» Énoncé de l'exercice
Reprenez l'entretien sur les vaccins à ARN messager et poursuivez-le à partir de sa dernière phrase.

L’ARN messager envoie des messages à la science
Selon la chercheuse Palma Rocchi, la technique pourrait s’appliquer à d’autres maladies
Les vaccins à ARN messager, développés par Pfizer-BioNTech et Moderna, représentent une immense découverte contre le Covid-19. Mais ce principe devrait chambouler la médecine dans sa globalité, explique Palma Rocchi, directrice de recherche à l’Inserm.
Quel est le principe de la vaccination par ARN messager ?
Les cellules du corps humain produisent de l’ARN messager [ARNm, sorte de duplicata d’un gène permettant la production d’une protéine, selon l’Inserm]. Avec les vaccins de Pfizer et Moderna, on injecte l’ARNm d’une protéine virale importante, la protéine Spike. Cela va en retour activer le système immunitaire. Cet ARNm est rapide à synthétiser en laboratoire.
Pfizer et Moderna assurent qu’ils pourraient fabriquer de nouveaux vaccins adaptés aux variants en quelques semaines…
C’est vrai. Le processus de fabrication étant au point, on peut modifier facilement le codage de synthèse de l’ARNm de la protéine qui a muté. C’est réalisé par des logiciels fiables et rapides.

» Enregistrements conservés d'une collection

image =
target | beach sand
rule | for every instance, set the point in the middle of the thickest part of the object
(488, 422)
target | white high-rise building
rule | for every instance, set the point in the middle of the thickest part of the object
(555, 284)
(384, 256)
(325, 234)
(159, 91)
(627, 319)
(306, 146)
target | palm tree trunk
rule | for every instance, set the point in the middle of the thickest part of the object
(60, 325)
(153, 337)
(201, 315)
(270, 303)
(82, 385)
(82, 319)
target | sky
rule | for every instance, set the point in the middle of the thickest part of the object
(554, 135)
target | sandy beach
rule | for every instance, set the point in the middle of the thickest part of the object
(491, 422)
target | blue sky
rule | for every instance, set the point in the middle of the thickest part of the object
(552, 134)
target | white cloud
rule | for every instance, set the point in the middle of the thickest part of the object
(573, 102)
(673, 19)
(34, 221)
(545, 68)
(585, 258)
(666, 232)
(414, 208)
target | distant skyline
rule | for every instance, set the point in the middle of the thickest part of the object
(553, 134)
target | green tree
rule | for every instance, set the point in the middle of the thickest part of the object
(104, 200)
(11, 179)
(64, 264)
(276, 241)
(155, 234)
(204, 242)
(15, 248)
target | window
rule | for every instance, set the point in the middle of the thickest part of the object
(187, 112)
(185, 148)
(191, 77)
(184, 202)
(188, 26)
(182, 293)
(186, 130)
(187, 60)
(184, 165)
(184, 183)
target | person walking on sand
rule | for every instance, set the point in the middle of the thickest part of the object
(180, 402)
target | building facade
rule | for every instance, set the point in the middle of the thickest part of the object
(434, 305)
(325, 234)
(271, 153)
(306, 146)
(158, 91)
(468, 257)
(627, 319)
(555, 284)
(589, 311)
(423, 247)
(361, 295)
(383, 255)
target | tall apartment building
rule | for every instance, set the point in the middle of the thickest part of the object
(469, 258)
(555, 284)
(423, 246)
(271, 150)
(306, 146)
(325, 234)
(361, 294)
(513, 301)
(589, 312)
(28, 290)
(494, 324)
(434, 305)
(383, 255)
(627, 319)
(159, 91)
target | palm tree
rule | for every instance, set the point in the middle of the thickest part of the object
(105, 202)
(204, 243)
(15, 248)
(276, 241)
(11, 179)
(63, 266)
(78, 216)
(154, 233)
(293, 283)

» Réponse rédigée
Vous travaillez aussi sur un vaccin contre le cancer de la prostate…
Dans le cancer de la prostate, il y a une surexpression de la protéine PSMA [antigène membranaire spécifique de la prostate]. On pourrait très bien produire ces protéines PSMA plus ou moins modifiées pour activer efficacement le système immunitaire du patient. Chez Moderna, certains chercheurs travaillent déjà sur des vaccins pour traiter le cancer.
Peut-on imaginer la création d’un vaccin contre chaque cancer ?
Oui, mais le nerf de la guerre, ce sont les financements. Des vaccins contre le cancer utilisant l’ARN messager pourraient être synthétisés rapidement. Maintenant, savoir si ça va marcher et donner un timing, c’est autre chose.
La pandémie a-t-elle permis de faire avancer plus rapidement la recherche ?
Elle a permis de mettre en lumière des approches thérapeutiques innovantes.
On a pris conscience que l’utilisation de l’ARN messager est une révolution, pour la vaccination comme pour les thérapies. Mais l’ARN messager, on le connaissait depuis longtemps. Le principe a l’avantage de créer des médicaments spécifiques et rapides.
Quelles autres maladies que le cancer cela pourrait-il concerner ?
Le principe peut s’appliquer à la mucoviscidose, l’insuffisance rénale, la douleur… On peut imaginer des traitements pour toutes sortes de maladies. Même orphelines ! Et on pourrait les développer en moins d’un an. Car dans toutes les maladies, il y a une ou plusieurs protéines déficientes quelque part. Il suffit de connaître cette protéine et de synthétiser l’inhibiteur qui va cibler l’ARN messager de cette protéine défectueuse.